* [Task item]
Line by line, transcribe the listing below exactly.

* [Supplied material]
##########

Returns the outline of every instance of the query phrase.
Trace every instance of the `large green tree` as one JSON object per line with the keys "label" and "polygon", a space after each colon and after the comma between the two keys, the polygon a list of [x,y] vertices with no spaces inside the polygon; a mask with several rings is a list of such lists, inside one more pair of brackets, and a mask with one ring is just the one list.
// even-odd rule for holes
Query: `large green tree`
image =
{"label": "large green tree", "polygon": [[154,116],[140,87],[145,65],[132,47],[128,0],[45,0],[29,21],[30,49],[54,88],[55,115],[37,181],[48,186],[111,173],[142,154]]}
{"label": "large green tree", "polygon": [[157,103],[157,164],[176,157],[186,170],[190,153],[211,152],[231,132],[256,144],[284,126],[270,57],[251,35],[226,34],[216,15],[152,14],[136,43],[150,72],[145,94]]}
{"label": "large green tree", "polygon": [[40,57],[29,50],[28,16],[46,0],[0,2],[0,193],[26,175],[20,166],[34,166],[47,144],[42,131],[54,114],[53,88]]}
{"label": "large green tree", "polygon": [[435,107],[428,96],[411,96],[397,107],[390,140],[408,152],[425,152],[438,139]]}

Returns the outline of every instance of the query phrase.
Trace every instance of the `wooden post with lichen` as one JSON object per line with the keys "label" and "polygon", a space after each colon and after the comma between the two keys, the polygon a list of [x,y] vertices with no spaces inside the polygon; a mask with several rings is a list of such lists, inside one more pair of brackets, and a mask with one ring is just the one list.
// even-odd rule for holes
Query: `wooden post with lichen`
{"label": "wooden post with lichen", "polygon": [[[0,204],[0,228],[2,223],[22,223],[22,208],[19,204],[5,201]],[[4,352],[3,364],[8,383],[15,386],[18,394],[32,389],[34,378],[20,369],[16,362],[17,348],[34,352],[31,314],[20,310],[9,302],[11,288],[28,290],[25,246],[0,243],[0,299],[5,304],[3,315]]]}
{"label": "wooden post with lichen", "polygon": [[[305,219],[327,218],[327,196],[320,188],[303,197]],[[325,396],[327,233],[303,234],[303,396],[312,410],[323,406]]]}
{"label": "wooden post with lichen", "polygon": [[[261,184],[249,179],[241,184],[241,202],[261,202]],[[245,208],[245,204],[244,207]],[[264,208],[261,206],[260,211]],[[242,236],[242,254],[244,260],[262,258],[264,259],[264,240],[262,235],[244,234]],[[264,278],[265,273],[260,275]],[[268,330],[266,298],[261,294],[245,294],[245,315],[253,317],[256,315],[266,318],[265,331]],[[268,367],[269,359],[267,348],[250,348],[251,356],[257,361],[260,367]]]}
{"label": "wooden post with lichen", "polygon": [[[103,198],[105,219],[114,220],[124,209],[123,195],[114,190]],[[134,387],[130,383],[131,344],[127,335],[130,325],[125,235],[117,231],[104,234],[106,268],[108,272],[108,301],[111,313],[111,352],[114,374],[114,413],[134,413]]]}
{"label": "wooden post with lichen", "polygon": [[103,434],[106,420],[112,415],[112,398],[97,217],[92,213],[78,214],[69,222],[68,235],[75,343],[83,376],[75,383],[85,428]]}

##########

* [Response]
Returns the outline of every instance of the query phrase.
Trace every instance of the `large green tree` as one JSON object per line with the keys "label" and "polygon", a space after each colon and after the comma between the two keys, the polygon a list of [x,y] vertices with no spaces inside the polygon; a mask with several rings is a list of such lists, inside one more pair of brackets, and a mask with one ring is just the one list.
// even-odd rule for holes
Query: `large green tree`
image =
{"label": "large green tree", "polygon": [[154,116],[140,87],[145,65],[132,47],[128,0],[45,0],[29,21],[30,49],[54,88],[55,115],[37,181],[48,186],[111,173],[142,154]]}
{"label": "large green tree", "polygon": [[157,103],[157,164],[176,157],[186,170],[190,153],[211,152],[231,132],[256,144],[284,126],[270,57],[251,35],[226,34],[216,15],[152,14],[136,43],[150,72],[145,94]]}
{"label": "large green tree", "polygon": [[40,57],[29,50],[28,16],[46,0],[0,2],[0,193],[26,175],[20,166],[34,166],[47,144],[42,131],[54,114],[53,88]]}
{"label": "large green tree", "polygon": [[435,107],[428,96],[411,96],[397,107],[390,140],[408,152],[425,152],[438,139]]}

Returns the outline of every instance of the query phrase.
Trace every instance of the `wooden post with lichen` as one JSON object per line with the keys "label" and "polygon", a space after each colon and after the comma between the two keys, the polygon a list of [x,y] vertices with no spaces inside the polygon; a mask with several rings is a list of such lists, inside one more pair of brackets, and a mask with one ring is just the one list.
// even-odd rule for holes
Query: `wooden post with lichen`
{"label": "wooden post with lichen", "polygon": [[[0,204],[0,228],[2,223],[22,223],[22,208],[19,204],[5,201]],[[4,352],[3,364],[8,383],[15,386],[18,394],[32,389],[34,378],[20,369],[16,362],[17,348],[34,352],[31,314],[20,310],[9,302],[11,288],[28,290],[25,246],[0,243],[0,299],[5,304],[3,315]]]}
{"label": "wooden post with lichen", "polygon": [[[305,219],[327,218],[327,196],[320,188],[303,197]],[[325,396],[327,233],[303,234],[303,396],[312,410],[323,406]]]}
{"label": "wooden post with lichen", "polygon": [[[261,184],[249,179],[241,184],[241,202],[261,202]],[[245,208],[245,204],[244,207]],[[264,208],[261,206],[260,211]],[[242,236],[242,254],[244,260],[262,258],[264,259],[264,240],[262,235],[244,234]],[[264,278],[265,273],[260,275]],[[268,330],[266,298],[261,294],[245,294],[245,315],[253,317],[256,315],[266,318],[265,331]],[[268,367],[269,359],[267,348],[250,348],[251,356],[257,361],[260,367]]]}
{"label": "wooden post with lichen", "polygon": [[[103,198],[105,219],[114,220],[124,209],[123,195],[114,190]],[[134,387],[130,383],[131,344],[127,335],[130,325],[125,235],[117,231],[104,234],[106,268],[108,272],[108,301],[111,313],[111,352],[114,374],[114,413],[134,413]]]}
{"label": "wooden post with lichen", "polygon": [[103,434],[106,420],[112,415],[112,398],[97,217],[92,213],[78,214],[69,222],[68,235],[75,343],[83,376],[75,383],[85,428]]}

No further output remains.